→ **Bloc de texte**:
Selon un mémoire aux seigneurs les Comtes et Chapitre de l´église de Lyon, écrit en 1765, la maison qui devint par la suite les halles de la grenette existait déjà en 1135 et abritait l´hôtel de ville (AM Lyon : 10 G 903). Au XIIIe siècle, la maison aurait servi à tenir les assemblées publiques et privées d´une ligue formée par les habitants de Lyon, pour lutter contre les oppressions des officiers de l´archevêque (CLAPASSON p.115).
XIVe - XVe : Aménagement d´une halle aux grains
Dès le XIVe siècle, la maison qui devint la halle aux grains fut la propriété de l´archevêque de Lyon et du chapitre. En effet, au Moyen Age, la presqu´île était en grande partie la propriété de l´église. Elle est mentionnée dans un document daté de 1353 sous l´appellation de Granateria : « Tres domos in magno clos de Albergeria in quibus est Granateria juxta domum Johannis dou Plastro, juxta domum nicetü Barbichonis mercatoris, et in ruta Pepin juxta parvas domos qui sunt de furno qui passet et juxta domum Johannis dou Plastro » (AC Lyon Fonds POINTET, p. 3423).

→ **Enregistrements extraits**:
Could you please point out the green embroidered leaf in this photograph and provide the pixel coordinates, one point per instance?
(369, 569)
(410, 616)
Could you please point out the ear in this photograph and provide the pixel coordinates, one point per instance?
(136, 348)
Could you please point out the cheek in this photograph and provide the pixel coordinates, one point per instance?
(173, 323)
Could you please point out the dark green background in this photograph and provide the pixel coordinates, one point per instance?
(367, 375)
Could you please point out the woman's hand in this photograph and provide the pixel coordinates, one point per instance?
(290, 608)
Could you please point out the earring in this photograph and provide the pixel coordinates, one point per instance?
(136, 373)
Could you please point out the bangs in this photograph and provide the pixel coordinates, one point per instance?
--
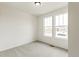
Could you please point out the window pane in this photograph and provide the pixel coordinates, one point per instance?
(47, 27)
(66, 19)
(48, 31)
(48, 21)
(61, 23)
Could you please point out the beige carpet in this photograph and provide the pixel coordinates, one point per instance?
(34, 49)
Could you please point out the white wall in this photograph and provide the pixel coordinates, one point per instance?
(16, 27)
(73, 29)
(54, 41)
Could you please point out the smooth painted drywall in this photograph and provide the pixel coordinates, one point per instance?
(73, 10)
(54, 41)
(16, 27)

→ **Consigne**:
Reproduisez à l'identique le passage du texte sur les halles de la grenette, en commençant aux mots « Selon un mémoire » et en vous arrêtant après les mots « l´archevêque (CLAPASSON p.115). ».

→ **Corrigé complet**:
Selon un mémoire aux seigneurs les Comtes et Chapitre de l´église de Lyon, écrit en 1765, la maison qui devint par la suite les halles de la grenette existait déjà en 1135 et abritait l´hôtel de ville (AM Lyon : 10 G 903). Au XIIIe siècle, la maison aurait servi à tenir les assemblées publiques et privées d´une ligue formée par les habitants de Lyon, pour lutter contre les oppressions des officiers de l´archevêque (CLAPASSON p.115).